- _GIVEN RECORDS_
[Begin]
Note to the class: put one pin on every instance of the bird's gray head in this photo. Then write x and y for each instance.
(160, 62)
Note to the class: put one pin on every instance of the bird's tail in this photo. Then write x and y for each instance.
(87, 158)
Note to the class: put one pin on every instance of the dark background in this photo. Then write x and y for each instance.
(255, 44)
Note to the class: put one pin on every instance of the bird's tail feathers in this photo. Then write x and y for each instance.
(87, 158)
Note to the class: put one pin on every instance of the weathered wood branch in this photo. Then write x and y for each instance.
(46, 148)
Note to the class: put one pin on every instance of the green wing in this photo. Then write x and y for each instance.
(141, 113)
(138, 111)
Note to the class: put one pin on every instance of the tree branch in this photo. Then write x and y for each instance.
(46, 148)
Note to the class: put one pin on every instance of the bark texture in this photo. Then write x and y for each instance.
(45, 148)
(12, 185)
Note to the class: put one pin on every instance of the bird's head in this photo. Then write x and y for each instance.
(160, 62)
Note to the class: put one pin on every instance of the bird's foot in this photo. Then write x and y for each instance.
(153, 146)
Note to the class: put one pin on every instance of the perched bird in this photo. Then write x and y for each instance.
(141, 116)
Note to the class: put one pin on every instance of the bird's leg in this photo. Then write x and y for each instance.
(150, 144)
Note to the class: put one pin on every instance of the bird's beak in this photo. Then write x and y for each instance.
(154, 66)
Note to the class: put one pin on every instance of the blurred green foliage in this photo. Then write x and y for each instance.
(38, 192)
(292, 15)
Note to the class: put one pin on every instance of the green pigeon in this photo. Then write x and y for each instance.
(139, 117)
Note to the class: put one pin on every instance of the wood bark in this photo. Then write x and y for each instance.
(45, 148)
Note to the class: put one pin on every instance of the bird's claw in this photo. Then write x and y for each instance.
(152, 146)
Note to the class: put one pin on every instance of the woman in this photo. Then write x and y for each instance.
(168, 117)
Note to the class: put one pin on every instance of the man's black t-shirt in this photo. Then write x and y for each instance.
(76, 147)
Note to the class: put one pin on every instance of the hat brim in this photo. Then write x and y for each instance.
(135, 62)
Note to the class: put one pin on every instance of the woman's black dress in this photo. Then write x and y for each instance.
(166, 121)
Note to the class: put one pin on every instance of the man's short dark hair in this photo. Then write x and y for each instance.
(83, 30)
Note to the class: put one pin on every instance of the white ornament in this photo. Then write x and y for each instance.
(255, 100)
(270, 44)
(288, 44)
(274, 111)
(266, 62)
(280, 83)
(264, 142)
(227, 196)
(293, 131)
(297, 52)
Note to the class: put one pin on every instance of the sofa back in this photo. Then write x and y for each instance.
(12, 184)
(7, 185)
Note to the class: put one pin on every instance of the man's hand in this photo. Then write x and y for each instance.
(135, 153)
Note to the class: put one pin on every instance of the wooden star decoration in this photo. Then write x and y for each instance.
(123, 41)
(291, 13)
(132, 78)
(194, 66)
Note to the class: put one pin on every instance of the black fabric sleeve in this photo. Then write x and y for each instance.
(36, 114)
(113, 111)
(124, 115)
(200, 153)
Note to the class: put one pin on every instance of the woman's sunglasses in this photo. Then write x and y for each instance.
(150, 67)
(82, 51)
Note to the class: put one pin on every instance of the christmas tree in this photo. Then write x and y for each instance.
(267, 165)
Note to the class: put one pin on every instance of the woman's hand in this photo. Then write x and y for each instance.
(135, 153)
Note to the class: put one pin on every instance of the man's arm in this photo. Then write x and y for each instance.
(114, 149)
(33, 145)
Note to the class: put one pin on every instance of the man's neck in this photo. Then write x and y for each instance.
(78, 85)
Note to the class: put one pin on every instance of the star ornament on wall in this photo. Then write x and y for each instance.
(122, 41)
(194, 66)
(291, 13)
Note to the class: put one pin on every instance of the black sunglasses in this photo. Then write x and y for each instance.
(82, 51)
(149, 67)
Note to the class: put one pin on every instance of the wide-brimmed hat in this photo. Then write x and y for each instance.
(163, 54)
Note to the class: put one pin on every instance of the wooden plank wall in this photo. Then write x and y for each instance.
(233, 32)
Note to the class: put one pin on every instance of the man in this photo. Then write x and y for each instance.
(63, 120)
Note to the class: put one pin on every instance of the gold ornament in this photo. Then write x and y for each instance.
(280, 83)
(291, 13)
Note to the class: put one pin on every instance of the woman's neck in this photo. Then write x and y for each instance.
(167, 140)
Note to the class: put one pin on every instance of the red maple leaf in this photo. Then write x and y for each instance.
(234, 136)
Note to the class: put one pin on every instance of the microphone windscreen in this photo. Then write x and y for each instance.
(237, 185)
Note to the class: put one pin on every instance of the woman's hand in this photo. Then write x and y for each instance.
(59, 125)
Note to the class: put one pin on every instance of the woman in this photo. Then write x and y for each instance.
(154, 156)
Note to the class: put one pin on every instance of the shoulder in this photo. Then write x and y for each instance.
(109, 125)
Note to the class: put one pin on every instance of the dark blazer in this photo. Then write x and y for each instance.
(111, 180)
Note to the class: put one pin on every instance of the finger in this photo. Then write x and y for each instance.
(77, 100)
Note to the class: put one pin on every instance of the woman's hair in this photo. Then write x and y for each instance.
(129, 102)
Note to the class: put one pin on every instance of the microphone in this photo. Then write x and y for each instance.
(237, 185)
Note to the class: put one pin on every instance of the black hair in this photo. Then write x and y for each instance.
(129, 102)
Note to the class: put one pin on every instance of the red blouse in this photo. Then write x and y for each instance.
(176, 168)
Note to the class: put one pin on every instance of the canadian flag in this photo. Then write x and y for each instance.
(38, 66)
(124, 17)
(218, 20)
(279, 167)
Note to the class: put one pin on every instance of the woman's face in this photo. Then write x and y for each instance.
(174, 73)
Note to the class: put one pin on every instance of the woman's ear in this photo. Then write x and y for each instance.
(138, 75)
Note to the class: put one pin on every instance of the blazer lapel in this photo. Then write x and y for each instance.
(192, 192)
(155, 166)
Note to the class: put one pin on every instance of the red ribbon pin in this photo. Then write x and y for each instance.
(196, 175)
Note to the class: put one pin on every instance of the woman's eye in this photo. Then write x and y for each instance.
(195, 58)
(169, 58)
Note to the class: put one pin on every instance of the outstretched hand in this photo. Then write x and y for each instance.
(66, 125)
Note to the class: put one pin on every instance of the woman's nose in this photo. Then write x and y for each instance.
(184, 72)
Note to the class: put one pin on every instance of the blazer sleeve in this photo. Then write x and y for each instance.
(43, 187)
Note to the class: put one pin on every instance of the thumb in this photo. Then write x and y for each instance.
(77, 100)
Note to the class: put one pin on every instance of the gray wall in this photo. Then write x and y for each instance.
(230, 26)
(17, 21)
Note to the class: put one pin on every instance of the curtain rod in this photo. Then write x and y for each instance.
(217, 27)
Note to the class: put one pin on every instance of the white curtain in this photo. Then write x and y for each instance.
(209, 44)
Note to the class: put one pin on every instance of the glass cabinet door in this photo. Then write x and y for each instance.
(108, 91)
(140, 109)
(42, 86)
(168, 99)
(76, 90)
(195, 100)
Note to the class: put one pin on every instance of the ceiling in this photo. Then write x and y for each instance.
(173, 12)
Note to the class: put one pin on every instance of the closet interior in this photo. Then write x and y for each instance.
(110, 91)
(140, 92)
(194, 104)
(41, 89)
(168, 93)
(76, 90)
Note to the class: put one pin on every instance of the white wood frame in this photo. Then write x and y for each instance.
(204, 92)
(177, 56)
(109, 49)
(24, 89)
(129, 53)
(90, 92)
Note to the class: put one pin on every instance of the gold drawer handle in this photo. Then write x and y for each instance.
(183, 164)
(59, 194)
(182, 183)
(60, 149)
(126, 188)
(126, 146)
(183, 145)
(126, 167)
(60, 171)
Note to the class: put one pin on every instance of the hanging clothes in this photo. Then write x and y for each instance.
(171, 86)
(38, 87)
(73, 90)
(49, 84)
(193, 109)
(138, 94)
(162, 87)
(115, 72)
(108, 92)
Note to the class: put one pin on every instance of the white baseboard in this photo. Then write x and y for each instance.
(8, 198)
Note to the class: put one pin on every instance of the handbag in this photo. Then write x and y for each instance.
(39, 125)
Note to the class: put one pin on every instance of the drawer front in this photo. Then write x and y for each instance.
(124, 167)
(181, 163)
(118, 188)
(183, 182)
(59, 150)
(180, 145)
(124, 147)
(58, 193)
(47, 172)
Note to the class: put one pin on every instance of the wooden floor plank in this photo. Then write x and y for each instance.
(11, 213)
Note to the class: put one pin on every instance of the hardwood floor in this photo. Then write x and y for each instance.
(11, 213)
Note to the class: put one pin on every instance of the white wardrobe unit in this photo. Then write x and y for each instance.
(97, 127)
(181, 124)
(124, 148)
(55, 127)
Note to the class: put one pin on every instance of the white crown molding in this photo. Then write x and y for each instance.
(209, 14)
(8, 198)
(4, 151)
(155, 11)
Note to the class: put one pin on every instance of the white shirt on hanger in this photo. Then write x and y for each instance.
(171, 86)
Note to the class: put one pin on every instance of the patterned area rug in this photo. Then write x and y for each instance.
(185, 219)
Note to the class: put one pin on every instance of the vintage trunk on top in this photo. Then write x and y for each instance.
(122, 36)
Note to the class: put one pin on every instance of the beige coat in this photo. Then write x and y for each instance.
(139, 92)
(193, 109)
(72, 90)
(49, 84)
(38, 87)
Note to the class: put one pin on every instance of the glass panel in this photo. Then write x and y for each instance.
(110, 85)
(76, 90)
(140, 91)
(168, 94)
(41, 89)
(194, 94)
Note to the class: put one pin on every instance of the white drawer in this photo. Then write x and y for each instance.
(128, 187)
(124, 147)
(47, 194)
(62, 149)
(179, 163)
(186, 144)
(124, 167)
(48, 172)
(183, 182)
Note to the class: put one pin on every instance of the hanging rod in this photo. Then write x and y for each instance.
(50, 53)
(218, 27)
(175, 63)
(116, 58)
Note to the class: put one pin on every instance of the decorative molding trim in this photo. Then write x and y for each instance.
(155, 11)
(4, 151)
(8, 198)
[End]
[Begin]
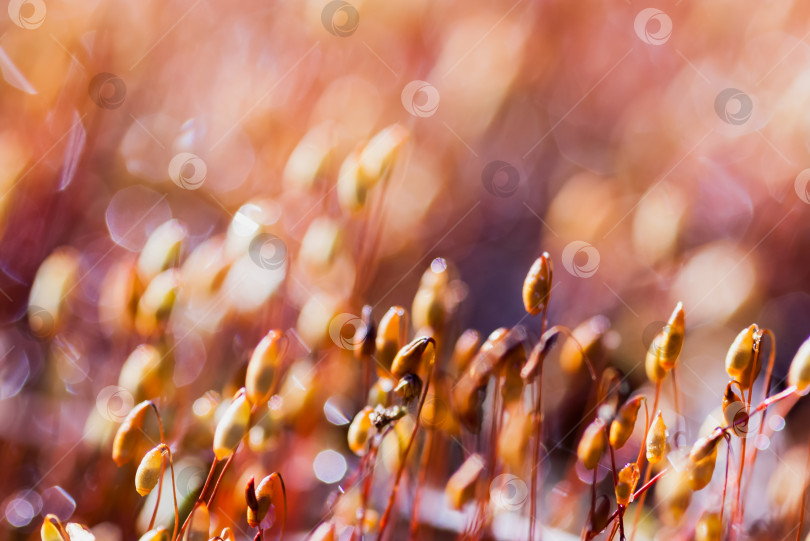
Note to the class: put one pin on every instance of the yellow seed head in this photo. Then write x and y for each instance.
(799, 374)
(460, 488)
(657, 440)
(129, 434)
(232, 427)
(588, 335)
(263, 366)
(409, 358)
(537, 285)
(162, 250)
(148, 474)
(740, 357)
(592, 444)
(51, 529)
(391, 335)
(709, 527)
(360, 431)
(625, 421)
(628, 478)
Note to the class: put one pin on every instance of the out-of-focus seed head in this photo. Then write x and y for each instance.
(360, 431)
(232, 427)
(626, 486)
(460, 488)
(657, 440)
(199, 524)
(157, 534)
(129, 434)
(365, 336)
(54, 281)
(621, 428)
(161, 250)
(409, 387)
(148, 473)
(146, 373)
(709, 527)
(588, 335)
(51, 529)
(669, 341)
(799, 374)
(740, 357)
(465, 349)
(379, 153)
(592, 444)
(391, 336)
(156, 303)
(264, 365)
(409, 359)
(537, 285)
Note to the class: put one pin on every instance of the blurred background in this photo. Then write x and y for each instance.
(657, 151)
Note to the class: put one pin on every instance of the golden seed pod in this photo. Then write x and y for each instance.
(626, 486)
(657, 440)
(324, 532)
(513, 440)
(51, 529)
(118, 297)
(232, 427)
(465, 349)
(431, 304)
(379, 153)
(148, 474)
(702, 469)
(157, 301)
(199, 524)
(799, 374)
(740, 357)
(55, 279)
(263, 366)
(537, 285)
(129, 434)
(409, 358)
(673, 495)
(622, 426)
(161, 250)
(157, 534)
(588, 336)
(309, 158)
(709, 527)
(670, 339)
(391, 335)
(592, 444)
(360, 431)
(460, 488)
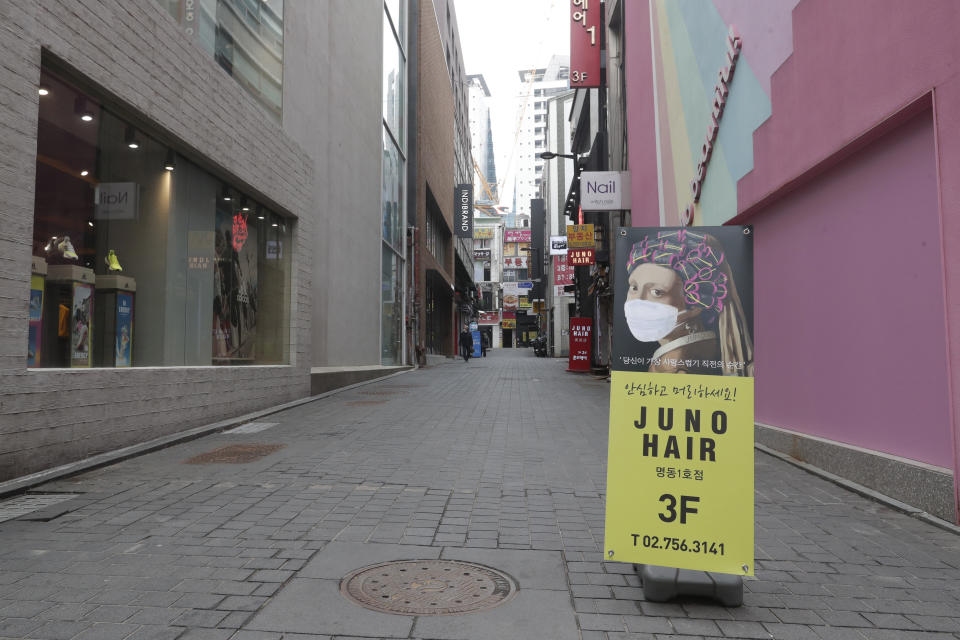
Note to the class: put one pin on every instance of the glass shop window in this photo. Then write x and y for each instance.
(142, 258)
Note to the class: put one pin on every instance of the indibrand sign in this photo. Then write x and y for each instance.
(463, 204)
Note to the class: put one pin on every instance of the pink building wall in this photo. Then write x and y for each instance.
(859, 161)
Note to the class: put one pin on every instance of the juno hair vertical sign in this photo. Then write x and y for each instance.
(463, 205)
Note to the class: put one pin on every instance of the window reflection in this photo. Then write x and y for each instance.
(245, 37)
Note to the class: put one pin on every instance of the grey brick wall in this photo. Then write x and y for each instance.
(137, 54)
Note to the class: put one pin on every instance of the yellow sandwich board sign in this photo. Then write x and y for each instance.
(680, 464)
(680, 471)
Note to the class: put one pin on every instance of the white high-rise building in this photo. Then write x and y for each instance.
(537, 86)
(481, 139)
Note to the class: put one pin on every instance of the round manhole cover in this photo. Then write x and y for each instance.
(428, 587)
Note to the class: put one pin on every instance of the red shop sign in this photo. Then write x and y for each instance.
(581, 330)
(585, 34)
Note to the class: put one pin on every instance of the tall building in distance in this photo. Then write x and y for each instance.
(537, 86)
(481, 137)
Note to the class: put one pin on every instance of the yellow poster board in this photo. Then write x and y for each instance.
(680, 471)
[End]
[Begin]
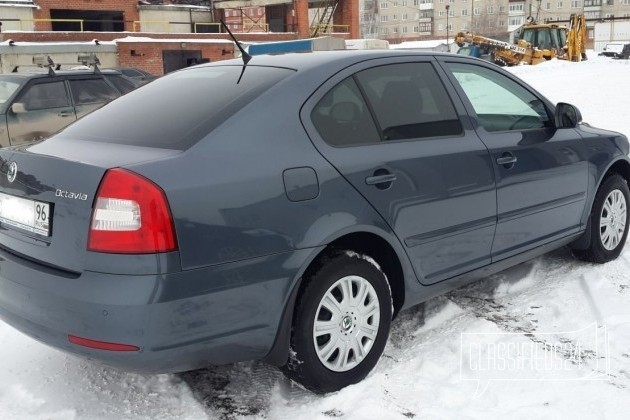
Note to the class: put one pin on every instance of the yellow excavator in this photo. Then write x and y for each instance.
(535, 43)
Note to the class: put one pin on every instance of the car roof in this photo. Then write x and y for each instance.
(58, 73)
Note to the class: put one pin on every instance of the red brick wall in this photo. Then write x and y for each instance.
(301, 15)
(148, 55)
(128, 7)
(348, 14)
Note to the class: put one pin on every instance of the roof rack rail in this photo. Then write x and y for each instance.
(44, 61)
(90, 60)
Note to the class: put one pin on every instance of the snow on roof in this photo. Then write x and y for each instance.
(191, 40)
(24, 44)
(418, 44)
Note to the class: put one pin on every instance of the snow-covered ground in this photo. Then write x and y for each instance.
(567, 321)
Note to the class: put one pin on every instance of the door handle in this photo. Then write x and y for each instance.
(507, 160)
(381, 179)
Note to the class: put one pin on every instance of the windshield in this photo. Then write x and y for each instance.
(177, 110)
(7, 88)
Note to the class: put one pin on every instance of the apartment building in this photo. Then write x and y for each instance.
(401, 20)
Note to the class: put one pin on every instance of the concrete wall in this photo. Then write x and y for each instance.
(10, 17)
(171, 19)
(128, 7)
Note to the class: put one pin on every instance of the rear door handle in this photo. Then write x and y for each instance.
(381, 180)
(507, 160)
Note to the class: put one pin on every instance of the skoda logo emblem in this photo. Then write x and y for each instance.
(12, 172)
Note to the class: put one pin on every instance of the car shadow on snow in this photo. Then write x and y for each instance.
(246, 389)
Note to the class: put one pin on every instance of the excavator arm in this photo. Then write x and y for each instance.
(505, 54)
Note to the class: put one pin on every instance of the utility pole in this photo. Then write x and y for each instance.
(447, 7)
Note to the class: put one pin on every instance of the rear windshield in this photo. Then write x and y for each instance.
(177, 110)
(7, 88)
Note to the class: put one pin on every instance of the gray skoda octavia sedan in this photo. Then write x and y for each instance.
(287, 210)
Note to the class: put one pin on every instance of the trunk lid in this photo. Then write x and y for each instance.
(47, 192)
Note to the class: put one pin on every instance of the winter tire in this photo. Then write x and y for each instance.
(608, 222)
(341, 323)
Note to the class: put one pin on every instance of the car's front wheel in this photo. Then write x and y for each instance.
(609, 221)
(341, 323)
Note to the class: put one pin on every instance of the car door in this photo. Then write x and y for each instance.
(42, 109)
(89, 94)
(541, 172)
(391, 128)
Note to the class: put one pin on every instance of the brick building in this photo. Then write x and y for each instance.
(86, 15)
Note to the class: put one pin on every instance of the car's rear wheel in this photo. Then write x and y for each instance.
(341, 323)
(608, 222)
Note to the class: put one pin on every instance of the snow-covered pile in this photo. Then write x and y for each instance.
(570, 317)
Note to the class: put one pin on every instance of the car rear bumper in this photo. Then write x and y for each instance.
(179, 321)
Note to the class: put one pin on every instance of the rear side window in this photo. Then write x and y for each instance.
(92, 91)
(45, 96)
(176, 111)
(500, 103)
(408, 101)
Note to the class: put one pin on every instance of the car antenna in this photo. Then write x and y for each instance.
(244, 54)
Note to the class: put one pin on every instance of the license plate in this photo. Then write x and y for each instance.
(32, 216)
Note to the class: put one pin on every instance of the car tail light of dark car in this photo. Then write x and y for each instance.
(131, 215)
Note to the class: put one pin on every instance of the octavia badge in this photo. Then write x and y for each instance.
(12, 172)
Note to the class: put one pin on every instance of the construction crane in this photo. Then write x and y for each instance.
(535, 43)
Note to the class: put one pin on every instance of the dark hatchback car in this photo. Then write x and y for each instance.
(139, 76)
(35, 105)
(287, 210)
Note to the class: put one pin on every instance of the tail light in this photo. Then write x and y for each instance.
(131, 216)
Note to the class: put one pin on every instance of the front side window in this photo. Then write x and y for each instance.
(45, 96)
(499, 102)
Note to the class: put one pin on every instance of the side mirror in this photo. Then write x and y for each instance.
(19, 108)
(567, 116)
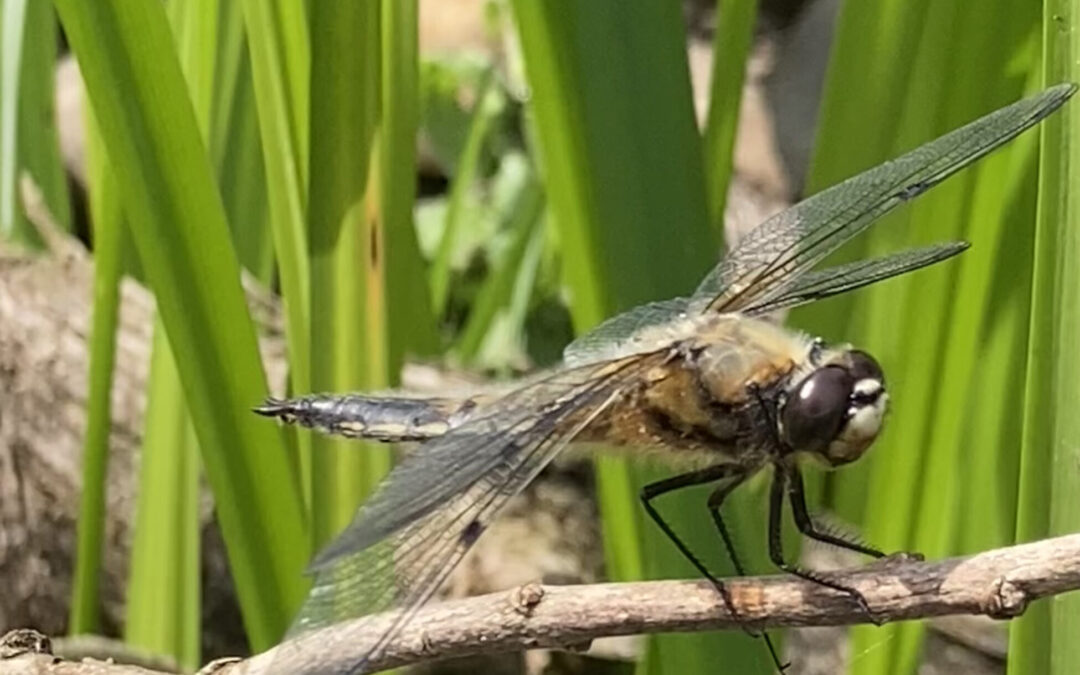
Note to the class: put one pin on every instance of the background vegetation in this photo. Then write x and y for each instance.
[End]
Rewrite everything from the line containing "of the front" down to the line containing "of the background", changing "pin" to "marker" and keeping everything else the same. Leave the pictures out of the answer.

Note to the class: put one marker on every instance of the front side window in this photo. Then write x and y for each instance.
(45, 96)
(499, 102)
Note to the class: put one marker on every instance of the side mirror in this photo. Then write x and y for each instance.
(19, 108)
(567, 116)
Note to the class: put one marker on every instance of the background vegetation in this photo. Then write x and y for each instance.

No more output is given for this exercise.